**Esercizi**
(a) Secondo il testo sulla vita religiosa, quale pontificato ha visto sorgere il maggior numero di fondazioni nell'intera storia della Chiesa?
(b) Nel testo sulla vita religiosa, riscrivi il tratto da "Parlo di questo, qui, in" fino a "fine della storia?", sostituendo "libro dei torti" con "registro dei torti".
(c) Elenca tutti i personaggi storici citati per nome nel testo sulla vita religiosa.

**Testo da analizzare**
* * * * * * *

Bisogna dunque capire se il soggiorno in alcune case è deludente, talvolta persino controproducente per chi vi cerchi una spiritualità, una fraternità, un clima di speranza che non sono più in grado di offrire comunità di pochi anziani, spesso malati e magari amareggiati per lo spegnersi degli istituti dov’erano vissuti.
Parlo di questo, qui, in quella prospettiva “apologetica” che sta a cuore a me e ai lettori. Una apologetica che, come sappiamo bene, non si fa solo con i ragionamenti e le parole ma anche con la vita. La vita di noi, che diciamo che una Verità esiste e che vogliamo convincerne i fratelli in umanità. Non aggiunge difficoltà alla credibilità del messaggio, una realtà dove proprio coloro che sarebbero chiamati a testimoniarne la gioia passano magari la vita a compilare un “libro dei torti”? Eccezioni al limite, certo. Ma dov’è oggi in certe case, nate come fari luminosi, la pienezza della vita fraterna, l’esultanza per la certezza della resurrezione che ci attende alla fine della storia?
E qui mi fermo, temendo di essere considerato ingiusto, e magari a ragione. Ma, ripeto, parlo di un trend storico che la Chiesa sta vivendo, non metto tutti nello stesso sacco (ci mancherebbe!) e, soprattutto, non giudico alcuno. Cerco soltanto di descrivere una situazione che è dolorosa per gli stessi interessati. Ma ciò che importa è recuperare una consapevolezza: quella che, indubbiamente, sta morendo una cristianità e, con essa, muoiono anche molte delle istituzioni che le erano proprie. Una cristianità che, per quanto riguarda le famiglie religiose, è iniziata verso il XIII secolo. Il primo millennio è stato rima anacoretico e poi monastico: accanto ai sacerdoti detti secolari, la cosiddetta “vita di perfezione” era solo quella degli eremiti o quella dei monasteri. Monasteri dei Canonici Regolari (la forma più antica di vita cenobitica) e, soprattutto, dei Benedettini che, anche grazie al favore dei papi e dei principi, a cominciare da Carlo Magno, ebbero una sorta di monopolio, pur nei vari rami in cui si divisero. Ma, attorno al Duecento, ecco l’apparizione prima degli Ordini mendicanti e poi di una folla di iniziative religiose fatte da grandi Fondatori che furono anche, al contempo, grandi santi. Una stagione gloriosa che il Concilio di Trento disciplinò e al contempo rilanciò con ancor maggior vigore. I frutti sono stati magnifici, la carità si è resa visibile nel mondo in infinite forme, nate dalla creatività e dall’impegno di una folla di religiosi il cui nome e il cui volto Dio conosce. La Rivoluzione francese prima, e Napoleone poi, sopportarono i preti “da parrocchia” se accettavano di mettersi al servizio del potere, ma volevano far scomparire monaci e frati.
Eppure, non solo Ordini e Congregazioni risorsero vitali dalla persecuzione, ma ebbero un tale rilancio che il lungo pontificato di Pio IX è quello che ha visto sorgere il maggior numero di fondazioni, soprattutto femminili, nell’intera storia della Chiesa.

* * * * * * *

**Righe fornite**
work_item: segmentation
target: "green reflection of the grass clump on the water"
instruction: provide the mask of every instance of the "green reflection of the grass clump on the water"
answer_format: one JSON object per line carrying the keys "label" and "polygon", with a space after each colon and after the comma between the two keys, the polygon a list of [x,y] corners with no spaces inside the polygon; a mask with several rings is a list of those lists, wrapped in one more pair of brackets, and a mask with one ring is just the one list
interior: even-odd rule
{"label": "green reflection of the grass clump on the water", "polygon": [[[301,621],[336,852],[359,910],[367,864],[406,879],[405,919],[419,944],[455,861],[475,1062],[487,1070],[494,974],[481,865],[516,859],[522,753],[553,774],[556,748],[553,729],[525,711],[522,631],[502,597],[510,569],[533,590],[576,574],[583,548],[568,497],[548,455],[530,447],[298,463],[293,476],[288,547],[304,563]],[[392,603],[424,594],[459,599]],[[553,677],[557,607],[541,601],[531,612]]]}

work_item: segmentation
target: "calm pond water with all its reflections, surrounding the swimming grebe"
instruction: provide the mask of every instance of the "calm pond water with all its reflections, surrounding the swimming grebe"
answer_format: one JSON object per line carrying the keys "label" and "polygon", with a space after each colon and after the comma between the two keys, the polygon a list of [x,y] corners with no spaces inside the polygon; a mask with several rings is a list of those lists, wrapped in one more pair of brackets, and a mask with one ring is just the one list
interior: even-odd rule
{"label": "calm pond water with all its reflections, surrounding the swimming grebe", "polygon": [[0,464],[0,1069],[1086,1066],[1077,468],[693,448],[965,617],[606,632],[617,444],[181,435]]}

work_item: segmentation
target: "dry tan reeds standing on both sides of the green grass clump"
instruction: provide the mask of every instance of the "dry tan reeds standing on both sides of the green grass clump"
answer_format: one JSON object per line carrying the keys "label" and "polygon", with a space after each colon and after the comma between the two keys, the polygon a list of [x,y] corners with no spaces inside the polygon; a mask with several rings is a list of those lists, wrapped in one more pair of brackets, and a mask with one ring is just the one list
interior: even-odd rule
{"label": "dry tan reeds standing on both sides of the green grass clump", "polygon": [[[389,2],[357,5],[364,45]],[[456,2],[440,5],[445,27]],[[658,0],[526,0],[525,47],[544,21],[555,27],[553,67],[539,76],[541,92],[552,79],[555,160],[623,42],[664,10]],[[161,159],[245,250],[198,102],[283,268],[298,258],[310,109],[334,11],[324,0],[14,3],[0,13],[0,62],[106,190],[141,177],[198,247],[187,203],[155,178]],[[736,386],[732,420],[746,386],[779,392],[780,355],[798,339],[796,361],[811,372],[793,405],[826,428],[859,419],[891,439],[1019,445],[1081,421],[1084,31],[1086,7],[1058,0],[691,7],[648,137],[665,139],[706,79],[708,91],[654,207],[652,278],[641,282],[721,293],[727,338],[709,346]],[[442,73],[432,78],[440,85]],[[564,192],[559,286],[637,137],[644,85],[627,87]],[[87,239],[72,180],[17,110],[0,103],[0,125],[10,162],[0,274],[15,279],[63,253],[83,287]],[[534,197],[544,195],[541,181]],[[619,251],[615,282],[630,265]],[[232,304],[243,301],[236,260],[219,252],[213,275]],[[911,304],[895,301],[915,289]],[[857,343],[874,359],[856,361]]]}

* * * * * * *

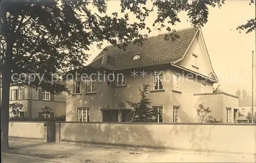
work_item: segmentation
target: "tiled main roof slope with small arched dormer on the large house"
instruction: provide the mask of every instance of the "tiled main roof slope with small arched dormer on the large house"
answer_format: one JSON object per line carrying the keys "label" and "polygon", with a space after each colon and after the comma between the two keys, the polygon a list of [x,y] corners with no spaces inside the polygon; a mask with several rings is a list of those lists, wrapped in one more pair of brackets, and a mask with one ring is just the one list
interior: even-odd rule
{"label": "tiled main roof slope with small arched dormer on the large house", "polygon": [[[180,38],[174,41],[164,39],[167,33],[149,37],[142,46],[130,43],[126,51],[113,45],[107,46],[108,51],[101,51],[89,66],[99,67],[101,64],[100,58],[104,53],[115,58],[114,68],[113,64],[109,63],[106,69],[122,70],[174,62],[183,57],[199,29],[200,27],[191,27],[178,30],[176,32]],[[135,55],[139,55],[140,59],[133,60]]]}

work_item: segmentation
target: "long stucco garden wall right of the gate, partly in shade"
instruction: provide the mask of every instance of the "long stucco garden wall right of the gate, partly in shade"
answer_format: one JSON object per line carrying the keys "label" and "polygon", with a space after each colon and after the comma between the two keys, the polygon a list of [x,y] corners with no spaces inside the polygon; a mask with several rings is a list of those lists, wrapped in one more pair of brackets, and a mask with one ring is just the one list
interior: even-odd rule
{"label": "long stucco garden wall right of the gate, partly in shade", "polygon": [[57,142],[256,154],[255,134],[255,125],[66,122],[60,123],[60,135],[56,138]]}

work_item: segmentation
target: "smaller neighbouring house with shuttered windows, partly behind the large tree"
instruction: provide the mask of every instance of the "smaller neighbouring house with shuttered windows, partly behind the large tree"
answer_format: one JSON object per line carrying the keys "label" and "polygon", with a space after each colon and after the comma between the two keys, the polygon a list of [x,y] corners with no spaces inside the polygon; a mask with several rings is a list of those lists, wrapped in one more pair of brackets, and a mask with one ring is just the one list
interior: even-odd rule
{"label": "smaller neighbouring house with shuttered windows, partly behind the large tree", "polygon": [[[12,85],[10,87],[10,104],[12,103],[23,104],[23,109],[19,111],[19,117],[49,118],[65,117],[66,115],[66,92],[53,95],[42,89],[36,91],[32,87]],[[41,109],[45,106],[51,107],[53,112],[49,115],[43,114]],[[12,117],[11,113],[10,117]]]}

* * * * * * *

**Soluzioni**
(a) Il lungo pontificato di Pio IX.

(b)
Parlo di questo, qui, in quella prospettiva “apologetica” che sta a cuore a me e ai lettori. Una apologetica che, come sappiamo bene, non si fa solo con i ragionamenti e le parole ma anche con la vita. La vita di noi, che diciamo che una Verità esiste e che vogliamo convincerne i fratelli in umanità. Non aggiunge difficoltà alla credibilità del messaggio, una realtà dove proprio coloro che sarebbero chiamati a testimoniarne la gioia passano magari la vita a compilare un “registro dei torti”? Eccezioni al limite, certo. Ma dov’è oggi in certe case, nate come fari luminosi, la pienezza della vita fraterna, l’esultanza per la certezza della resurrezione che ci attende alla fine della storia?

(c) Carlo Magno, Napoleone, Pio IX.